### Exercise objective:
Both the line containing "Target: light fixture on pole" and the line containing "Reviewer note: confirm that each instance of the house" belong to the span. Output exactly that span from the listing below, and nothing outside it.

[Input]

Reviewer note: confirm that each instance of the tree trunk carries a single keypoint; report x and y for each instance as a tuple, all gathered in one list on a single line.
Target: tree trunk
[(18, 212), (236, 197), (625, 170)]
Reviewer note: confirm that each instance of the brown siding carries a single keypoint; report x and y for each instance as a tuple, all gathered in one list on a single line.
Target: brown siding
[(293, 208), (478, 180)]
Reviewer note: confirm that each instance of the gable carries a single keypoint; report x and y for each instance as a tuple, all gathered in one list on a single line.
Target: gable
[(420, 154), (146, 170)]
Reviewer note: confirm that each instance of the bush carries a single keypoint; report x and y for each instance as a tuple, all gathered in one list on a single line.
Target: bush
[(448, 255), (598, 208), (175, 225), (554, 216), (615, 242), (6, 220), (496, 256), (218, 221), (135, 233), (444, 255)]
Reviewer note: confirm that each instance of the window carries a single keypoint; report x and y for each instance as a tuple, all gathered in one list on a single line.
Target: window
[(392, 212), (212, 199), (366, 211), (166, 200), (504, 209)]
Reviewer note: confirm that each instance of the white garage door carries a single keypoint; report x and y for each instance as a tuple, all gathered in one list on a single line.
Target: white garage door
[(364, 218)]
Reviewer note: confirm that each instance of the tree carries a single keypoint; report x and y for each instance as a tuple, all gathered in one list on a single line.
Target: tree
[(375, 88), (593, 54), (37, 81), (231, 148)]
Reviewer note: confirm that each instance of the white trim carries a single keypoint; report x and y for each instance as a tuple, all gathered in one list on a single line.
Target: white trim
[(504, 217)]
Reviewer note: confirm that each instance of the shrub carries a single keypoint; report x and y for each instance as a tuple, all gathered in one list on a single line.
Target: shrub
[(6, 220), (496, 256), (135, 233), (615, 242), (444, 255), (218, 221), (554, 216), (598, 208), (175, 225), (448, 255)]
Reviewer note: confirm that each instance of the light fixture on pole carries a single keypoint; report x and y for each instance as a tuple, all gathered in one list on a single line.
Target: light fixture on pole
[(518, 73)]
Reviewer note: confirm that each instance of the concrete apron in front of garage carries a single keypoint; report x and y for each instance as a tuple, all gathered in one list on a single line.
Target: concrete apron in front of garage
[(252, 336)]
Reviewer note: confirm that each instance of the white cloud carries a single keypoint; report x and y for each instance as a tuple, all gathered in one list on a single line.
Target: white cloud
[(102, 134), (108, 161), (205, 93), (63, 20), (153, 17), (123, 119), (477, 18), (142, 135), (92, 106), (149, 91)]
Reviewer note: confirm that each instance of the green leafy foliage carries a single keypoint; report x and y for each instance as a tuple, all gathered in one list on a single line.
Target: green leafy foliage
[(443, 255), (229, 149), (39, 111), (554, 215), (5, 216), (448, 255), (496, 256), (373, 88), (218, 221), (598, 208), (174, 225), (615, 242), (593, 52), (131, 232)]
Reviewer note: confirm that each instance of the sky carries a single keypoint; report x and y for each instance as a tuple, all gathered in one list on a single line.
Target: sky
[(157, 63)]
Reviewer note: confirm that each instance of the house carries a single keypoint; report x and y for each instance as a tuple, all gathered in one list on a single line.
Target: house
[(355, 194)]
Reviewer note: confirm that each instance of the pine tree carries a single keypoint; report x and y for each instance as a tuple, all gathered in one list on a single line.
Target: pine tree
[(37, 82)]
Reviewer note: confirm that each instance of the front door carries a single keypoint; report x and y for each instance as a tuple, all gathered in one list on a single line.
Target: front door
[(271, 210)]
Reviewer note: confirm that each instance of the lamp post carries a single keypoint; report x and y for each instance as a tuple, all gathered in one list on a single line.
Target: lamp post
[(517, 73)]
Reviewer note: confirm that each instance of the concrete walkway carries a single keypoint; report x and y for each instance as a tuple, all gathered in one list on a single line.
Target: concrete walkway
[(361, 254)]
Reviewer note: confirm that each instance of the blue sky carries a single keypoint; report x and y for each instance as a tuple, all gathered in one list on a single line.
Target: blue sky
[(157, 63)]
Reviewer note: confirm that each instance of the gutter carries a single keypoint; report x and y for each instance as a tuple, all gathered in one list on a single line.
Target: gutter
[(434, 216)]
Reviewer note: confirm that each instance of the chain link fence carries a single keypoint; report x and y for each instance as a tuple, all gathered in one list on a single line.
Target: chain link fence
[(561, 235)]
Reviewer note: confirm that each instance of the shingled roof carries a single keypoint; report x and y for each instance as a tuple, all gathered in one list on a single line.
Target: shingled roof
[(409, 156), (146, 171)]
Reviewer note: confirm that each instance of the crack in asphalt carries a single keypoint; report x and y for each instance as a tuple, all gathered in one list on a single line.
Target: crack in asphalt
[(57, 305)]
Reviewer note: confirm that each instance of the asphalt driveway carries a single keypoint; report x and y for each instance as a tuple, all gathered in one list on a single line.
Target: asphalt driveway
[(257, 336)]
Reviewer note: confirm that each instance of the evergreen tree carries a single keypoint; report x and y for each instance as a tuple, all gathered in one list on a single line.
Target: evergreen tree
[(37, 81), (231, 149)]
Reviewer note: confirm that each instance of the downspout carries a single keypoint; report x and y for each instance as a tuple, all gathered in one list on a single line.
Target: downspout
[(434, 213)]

[/Input]

### Solution:
Target: light fixture on pole
[(518, 73)]
Reviewer note: confirm that each instance of the concrete apron in front of garage carries a single keypoint; report x and y for each instance as a tuple, all gathered in one list on a single line.
Target: concrete apron in front of garage
[(252, 336)]
Reviewer note: confirm that each instance of the white cloud carries a single keypoint; report x and y for each instance as a tuple, all gathered in one list on a single line.
Target: white cloud
[(102, 134), (108, 161), (205, 93), (63, 20), (153, 17), (123, 119), (477, 18), (142, 135), (92, 106), (149, 91)]
Reviewer note: confirm that each instance of the green leafy foliage carries a single keypoint; report x and y for each instance as a tuple, all gathered in one list on a single line.
Target: green leafy foliage
[(443, 255), (229, 149), (39, 111), (554, 215), (5, 216), (448, 255), (496, 256), (373, 88), (218, 221), (598, 208), (174, 225), (615, 242), (593, 52), (131, 232)]
Reviewer note: confirm that each instance of the sky carries a single keypoint; report x and y for each instance as a tuple, all gathered in one list on a single line.
Target: sky
[(157, 63)]
Reviewer note: confirm that each instance of the house carries a single keypoint; report x and y for each instance as a tuple, all gathered in one list on a single line.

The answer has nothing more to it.